Daftar Tugas =
• a. Ulangi bagian teks tentang irigasi antara "daya air. Pemerintah, Pemerintah" dan "kesiapan petani setempat.", termasuk kedua batas itu, tanpa mengubah apa pun.
• b. Ambil semua baris entri yang memuat string "leaf". Huruf besar dan huruf kecil dibedakan.

Pemerintah Kabupaten/Kota sesuai dengan kewenangannya dapat

mengupayakan tambahan pasokan air irigasi dari sumber air lainnya atau

melakukan penyesuaian penyediaan dan pengaturan air irigasi. Agar

pemanfaatan air dapat mencapai hasil yang maksimal, Pemerintah, Pemerintah

Provinsi, atau Pemerintah Kabupaten/Kota sesuai dengan kewenangannya

mengatur penyediaan, pembagian, pemberian, penggunaan air irigasi, dan

drainase di wilayahnya.

g. Pengembangan jaringan irigasi meliputi kegiatan pembangunan dan peningkatan

jaringan irigasi, dilaksanakan berdasarkan rencana induk pengelolaan sumber

daya air. Pemerintah, Pemerintah Provinsi, atau Pemerintah Kabupaten/Kota

bertanggung jawab dalam pembangunan dan peningkatan jaringan irigasi primer

dan sekunder, sedangkan P3A dapat berperan serta. P3A bertanggung jawab

dalam pembangunan dan peningkatan jaringan irigasi tersier. Di samping itu,

pengembangan jaringan irigasi dilakukan bersamaan dengan kegiatan

pengembangan lahan pertanian beririgasi sesuai dengan rencana dan program

pengembangan pertanian dengan memperhatikan kesiapan petani setempat.

h. Pengelolaan jaringan irigasi meliputi kegiatan operasi, pemeliharaan, dan

rehabilitasi jaringan irigasi. Pemerintah Provinsi, atau Pemerintah Kabupaten/Kota

bertanggung jawab dalam operasi, pemeliharaan, dan rehabilitasi jaringan irigasi

primer dan sekunder yang menjadi kewenangannya, sedangkan P3A dapat

berperan serta. Pengelolaan jaringan irigasi tersier menjadi tanggung jawab P3A.

32

i. Guna mencapai tingkat pelayanan fungsi irigasi yang terpadu dan berkelanjutan

bagi pemakai air irigasi dan pengguna jaringan irigasi dengan pembiayaan

pengelolaan aset irigasi seefisien mungkin, perlu dilakukan pengelolaan aset

irigasi, yaitu proses manajemen yang terstruktur untuk perencanaan pemeliharaan

dan pendanaan sistem irigasi.

Bahan Latihan =
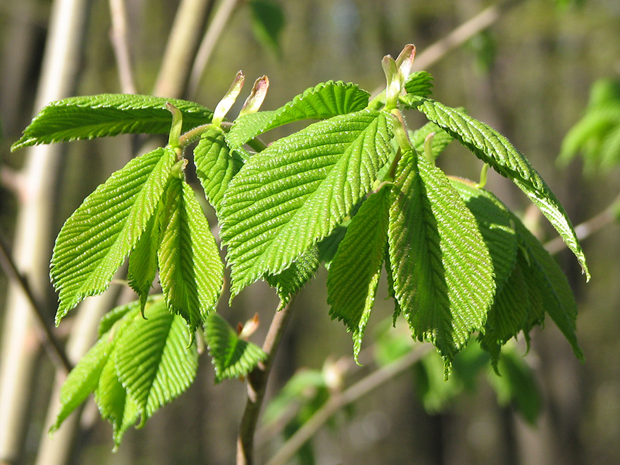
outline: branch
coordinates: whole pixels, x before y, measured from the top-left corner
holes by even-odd
[[[433,65],[448,52],[461,46],[475,35],[490,26],[499,19],[504,13],[519,3],[521,0],[507,0],[483,10],[417,55],[413,61],[414,69],[425,70]]]
[[[196,54],[196,60],[192,67],[188,85],[188,94],[190,96],[196,94],[200,79],[205,73],[209,60],[211,59],[215,46],[233,12],[242,1],[243,0],[222,0]]]
[[[362,378],[341,394],[333,395],[284,444],[267,465],[283,465],[288,463],[300,448],[316,434],[321,426],[338,410],[408,369],[429,350],[431,346],[428,344],[419,345],[395,362],[382,366]]]
[[[254,432],[256,431],[258,415],[265,397],[269,371],[287,322],[291,316],[291,309],[294,300],[295,298],[292,298],[282,310],[276,312],[262,344],[262,350],[267,353],[267,358],[247,377],[247,402],[237,437],[237,465],[251,465],[254,462]]]
[[[52,359],[52,362],[56,366],[56,369],[66,375],[71,371],[73,366],[67,358],[67,354],[65,353],[65,350],[63,349],[62,345],[56,339],[56,335],[54,333],[53,327],[45,318],[47,312],[43,305],[41,303],[41,299],[34,296],[34,293],[28,284],[28,280],[17,269],[17,266],[15,265],[15,262],[13,261],[13,258],[8,251],[8,247],[7,247],[1,234],[0,234],[0,264],[1,264],[7,276],[17,281],[28,298],[30,305],[34,310],[34,313],[37,315],[41,329],[43,330],[43,334],[39,333],[41,344],[50,355],[50,358]]]
[[[110,40],[118,68],[121,89],[125,94],[136,94],[127,38],[127,9],[125,8],[125,0],[110,0],[110,14],[112,18]]]

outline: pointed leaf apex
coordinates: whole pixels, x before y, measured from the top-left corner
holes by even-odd
[[[262,101],[265,100],[269,88],[269,79],[267,76],[262,76],[256,79],[249,96],[243,104],[243,107],[239,112],[239,116],[258,112],[260,105],[262,105]]]
[[[408,43],[402,49],[398,58],[396,59],[396,65],[400,70],[404,79],[411,72],[411,66],[413,65],[413,59],[415,58],[415,45]]]
[[[243,87],[243,81],[245,80],[245,76],[243,75],[243,73],[240,70],[238,71],[235,75],[235,79],[233,79],[232,84],[230,85],[230,88],[222,100],[220,101],[220,103],[218,103],[218,106],[216,107],[213,113],[212,123],[216,126],[219,126],[221,124],[224,117],[230,111],[231,107],[237,100],[237,97]]]

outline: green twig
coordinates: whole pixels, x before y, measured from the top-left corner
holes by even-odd
[[[241,419],[239,435],[237,437],[237,465],[251,465],[254,463],[254,433],[258,415],[265,397],[269,371],[273,357],[287,322],[291,316],[291,309],[295,298],[291,298],[282,310],[276,311],[271,320],[269,332],[262,344],[262,350],[267,355],[267,359],[254,369],[247,377],[247,402]]]

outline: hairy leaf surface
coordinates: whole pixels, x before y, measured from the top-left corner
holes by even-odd
[[[284,271],[340,224],[387,161],[391,130],[384,113],[365,110],[314,123],[250,158],[222,203],[233,296]]]
[[[267,354],[258,346],[239,339],[224,318],[216,313],[207,318],[205,335],[216,373],[216,382],[246,376]]]
[[[213,116],[198,103],[176,99],[123,94],[70,97],[44,107],[11,150],[122,134],[167,134],[172,116],[167,103],[183,113],[183,131],[210,122]]]
[[[198,367],[196,344],[188,347],[180,317],[161,300],[147,306],[145,315],[146,320],[138,316],[123,329],[114,351],[116,373],[138,406],[141,424],[187,389]]]
[[[353,333],[355,362],[381,274],[391,200],[389,188],[383,187],[362,204],[329,267],[329,314]]]
[[[493,303],[493,263],[475,218],[424,156],[403,156],[388,229],[396,300],[414,338],[449,366]]]
[[[192,187],[170,180],[158,250],[161,287],[169,310],[195,331],[217,303],[223,265],[215,238]]]
[[[278,110],[242,115],[235,120],[226,141],[231,149],[282,125],[304,119],[325,119],[362,110],[370,94],[356,84],[333,81],[317,84]]]
[[[219,127],[210,128],[200,136],[194,149],[194,161],[207,200],[219,216],[224,191],[243,163],[234,152],[230,152],[224,132]]]
[[[158,148],[134,158],[65,223],[52,256],[56,324],[82,299],[107,289],[155,213],[175,157],[172,149]]]
[[[538,206],[575,254],[586,280],[589,280],[586,257],[570,220],[559,200],[529,161],[506,137],[464,111],[430,99],[417,96],[412,99],[417,110],[429,120],[441,126],[498,173],[512,180]]]

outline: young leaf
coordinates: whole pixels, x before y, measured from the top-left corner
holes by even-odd
[[[147,223],[132,254],[130,256],[127,279],[130,287],[140,298],[142,311],[157,272],[157,247],[159,245],[159,225],[157,215]]]
[[[566,275],[549,253],[528,229],[515,221],[521,249],[529,263],[528,274],[531,278],[528,291],[539,300],[541,307],[549,314],[564,335],[575,355],[583,360],[575,334],[577,304]]]
[[[342,221],[387,161],[391,130],[385,113],[365,110],[311,125],[248,161],[222,203],[233,296],[286,269]]]
[[[210,110],[176,99],[122,94],[70,97],[44,107],[11,150],[122,134],[167,134],[172,118],[166,103],[183,113],[184,131],[211,121]]]
[[[59,291],[56,324],[82,299],[107,289],[154,214],[175,158],[169,148],[134,158],[65,223],[54,246],[50,273]]]
[[[210,128],[200,136],[194,149],[196,174],[205,189],[207,200],[219,216],[224,191],[243,163],[234,152],[230,153],[219,127]]]
[[[446,369],[493,303],[493,262],[473,215],[424,156],[403,156],[388,229],[394,293],[413,335]]]
[[[517,234],[512,215],[495,196],[471,181],[448,176],[473,214],[493,262],[495,287],[499,292],[508,280],[517,261]]]
[[[155,411],[183,392],[196,376],[198,352],[189,347],[187,327],[163,300],[145,310],[119,335],[114,351],[116,374],[135,401],[141,426]]]
[[[282,273],[267,277],[269,285],[276,289],[281,310],[304,285],[314,276],[319,265],[318,247],[310,247]]]
[[[564,207],[529,161],[504,136],[462,110],[430,99],[412,96],[412,105],[468,147],[485,163],[512,180],[536,204],[575,254],[590,280],[586,257]]]
[[[113,347],[107,338],[100,339],[71,370],[61,388],[61,410],[50,428],[50,433],[60,428],[65,419],[96,388]]]
[[[278,110],[240,116],[226,134],[226,141],[231,149],[236,149],[256,136],[289,123],[357,112],[366,107],[369,96],[351,83],[329,81],[317,84]]]
[[[329,314],[344,321],[347,330],[353,332],[355,362],[381,274],[390,200],[390,189],[384,187],[362,204],[329,267]]]
[[[404,87],[409,95],[428,97],[433,93],[433,76],[426,71],[416,71],[407,77]]]
[[[194,331],[216,306],[223,283],[223,265],[215,238],[192,187],[170,180],[164,198],[159,276],[168,308]]]
[[[205,335],[215,367],[216,382],[246,376],[267,354],[247,341],[239,339],[224,318],[213,312],[207,317]]]

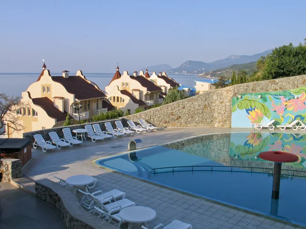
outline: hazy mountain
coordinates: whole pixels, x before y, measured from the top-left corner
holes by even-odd
[[[138,72],[140,71],[143,71],[145,72],[145,69],[147,68],[149,72],[152,72],[153,71],[156,72],[158,73],[159,72],[163,71],[168,71],[170,69],[172,69],[173,68],[169,64],[158,64],[154,66],[149,66],[146,67],[143,67],[138,70]]]
[[[246,64],[234,64],[226,68],[220,68],[207,71],[205,73],[200,74],[198,76],[200,77],[211,77],[212,78],[218,78],[220,75],[224,75],[227,78],[231,78],[233,75],[233,71],[236,71],[237,73],[239,71],[243,70],[245,71],[248,75],[251,74],[256,69],[256,61]]]
[[[245,64],[256,62],[262,56],[266,56],[272,53],[272,49],[252,56],[232,55],[225,59],[218,60],[210,63],[201,61],[188,61],[175,68],[169,70],[168,73],[200,74],[211,70],[219,69],[233,65]]]
[[[212,65],[201,61],[187,61],[178,67],[168,71],[168,73],[189,73],[199,74],[204,71],[209,71],[212,68]]]
[[[262,56],[266,56],[272,53],[272,49],[267,50],[263,53],[259,53],[252,56],[247,55],[232,55],[225,59],[216,60],[213,62],[209,63],[213,65],[215,69],[222,68],[228,67],[233,64],[245,64],[246,63],[253,62],[257,61]]]

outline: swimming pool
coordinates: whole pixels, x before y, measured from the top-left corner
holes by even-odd
[[[294,170],[295,175],[306,176],[305,141],[306,135],[283,133],[205,135],[100,159],[96,163],[185,192],[306,224],[306,200],[301,194],[306,190],[305,177],[282,176],[279,199],[271,201],[273,177],[270,168],[273,163],[258,157],[262,151],[270,150],[294,153],[299,161],[283,164],[283,173],[292,174],[292,171],[284,169]],[[164,167],[171,168],[160,168]]]

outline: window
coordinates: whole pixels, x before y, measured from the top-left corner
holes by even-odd
[[[19,108],[19,109],[18,109],[16,111],[16,113],[17,113],[17,115],[21,115],[21,109]]]
[[[37,114],[37,112],[36,111],[35,111],[34,109],[33,109],[32,108],[32,115],[33,116],[33,117],[37,117],[38,116],[38,114]]]

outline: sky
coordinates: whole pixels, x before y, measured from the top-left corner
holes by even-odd
[[[303,0],[11,0],[0,8],[0,72],[39,72],[43,59],[52,72],[176,67],[306,38]]]

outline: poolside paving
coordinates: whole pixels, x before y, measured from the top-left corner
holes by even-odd
[[[136,138],[142,141],[138,144],[138,147],[145,147],[206,134],[250,131],[250,129],[217,128],[168,128],[159,129],[157,132],[106,139],[101,142],[93,143],[88,139],[83,143],[83,145],[48,151],[47,153],[42,152],[40,149],[34,149],[33,159],[24,168],[23,172],[35,180],[47,178],[54,181],[57,181],[55,175],[64,179],[80,174],[93,176],[97,179],[97,183],[91,191],[108,191],[118,189],[125,192],[126,198],[135,202],[137,205],[154,209],[157,217],[148,224],[149,228],[161,222],[166,225],[174,219],[191,223],[194,229],[295,228],[239,209],[225,207],[204,198],[112,172],[91,164],[94,159],[127,151],[128,142]]]

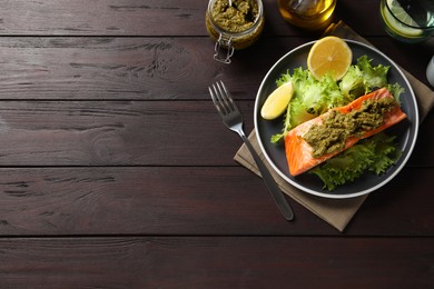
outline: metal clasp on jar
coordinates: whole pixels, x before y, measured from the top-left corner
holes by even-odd
[[[234,54],[234,46],[231,43],[233,38],[223,33],[219,34],[216,44],[214,47],[214,59],[223,63],[230,63],[230,57]]]

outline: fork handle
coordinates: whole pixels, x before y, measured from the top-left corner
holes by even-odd
[[[280,188],[277,186],[277,182],[273,178],[272,173],[265,167],[265,163],[259,158],[258,153],[251,146],[250,141],[247,139],[246,134],[244,134],[243,131],[238,132],[241,137],[244,143],[246,143],[248,150],[250,151],[251,157],[254,158],[256,165],[258,166],[259,172],[263,177],[263,180],[265,182],[265,186],[272,193],[272,197],[274,201],[277,205],[277,208],[279,209],[280,213],[285,217],[286,220],[290,221],[294,219],[294,212],[290,208],[289,203],[286,201],[284,193],[282,192]]]

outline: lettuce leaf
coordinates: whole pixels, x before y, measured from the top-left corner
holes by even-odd
[[[396,163],[401,153],[395,136],[379,132],[315,167],[309,173],[318,176],[324,182],[324,189],[332,191],[365,172],[377,176],[386,172],[387,168]]]

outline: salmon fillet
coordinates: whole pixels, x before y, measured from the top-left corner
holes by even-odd
[[[382,98],[393,98],[391,92],[385,89],[378,89],[375,90],[368,94],[362,96],[357,98],[356,100],[352,101],[347,106],[334,108],[332,110],[337,110],[342,113],[348,113],[352,110],[357,110],[362,107],[362,103],[365,100],[378,100]],[[396,106],[388,112],[384,114],[383,123],[373,130],[368,130],[364,132],[361,137],[349,137],[345,146],[342,150],[323,155],[318,158],[313,157],[313,148],[303,139],[303,136],[307,133],[309,128],[313,124],[322,124],[323,119],[326,118],[331,113],[331,110],[325,112],[324,114],[314,118],[312,120],[308,120],[296,128],[292,129],[285,137],[285,153],[286,153],[286,160],[289,168],[289,173],[292,176],[300,175],[315,166],[333,158],[337,153],[351,148],[354,146],[358,140],[368,138],[371,136],[374,136],[375,133],[378,133],[382,130],[385,130],[386,128],[400,122],[401,120],[405,119],[407,116],[401,110],[401,107],[396,103]]]

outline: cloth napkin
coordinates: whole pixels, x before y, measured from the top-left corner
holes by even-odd
[[[324,36],[337,36],[341,38],[353,39],[359,42],[371,44],[366,39],[357,34],[352,28],[349,28],[342,21],[339,21],[338,23],[332,23],[326,29]],[[426,87],[424,83],[418,81],[405,70],[403,71],[404,74],[407,77],[408,81],[411,82],[412,88],[416,94],[420,110],[420,119],[422,122],[428,111],[434,107],[434,91],[432,91],[428,87]],[[258,152],[262,160],[268,167],[282,191],[339,231],[344,231],[345,227],[349,223],[349,221],[361,208],[365,199],[368,197],[368,195],[365,195],[351,199],[327,199],[300,191],[288,182],[286,182],[283,178],[280,178],[280,176],[278,176],[276,171],[272,169],[272,167],[260,151],[255,129],[249,133],[248,139],[250,140],[251,146]],[[234,159],[260,177],[256,163],[245,144],[239,148]]]

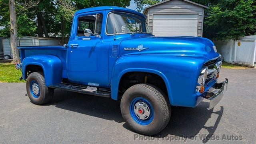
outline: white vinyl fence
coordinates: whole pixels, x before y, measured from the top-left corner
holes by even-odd
[[[214,42],[224,61],[256,66],[256,35],[245,36],[235,41],[218,40]]]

Jawaban Latihan =
• a.
daya air. Pemerintah, Pemerintah Provinsi, atau Pemerintah Kabupaten/Kota

bertanggung jawab dalam pembangunan dan peningkatan jaringan irigasi primer

dan sekunder, sedangkan P3A dapat berperan serta. P3A bertanggung jawab

dalam pembangunan dan peningkatan jaringan irigasi tersier. Di samping itu,

pengembangan jaringan irigasi dilakukan bersamaan dengan kegiatan

pengembangan lahan pertanian beririgasi sesuai dengan rencana dan program

pengembangan pertanian dengan memperhatikan kesiapan petani setempat.

• b.
outline: pointed leaf apex
outline: hairy leaf surface
outline: young leaf
outline: lettuce leaf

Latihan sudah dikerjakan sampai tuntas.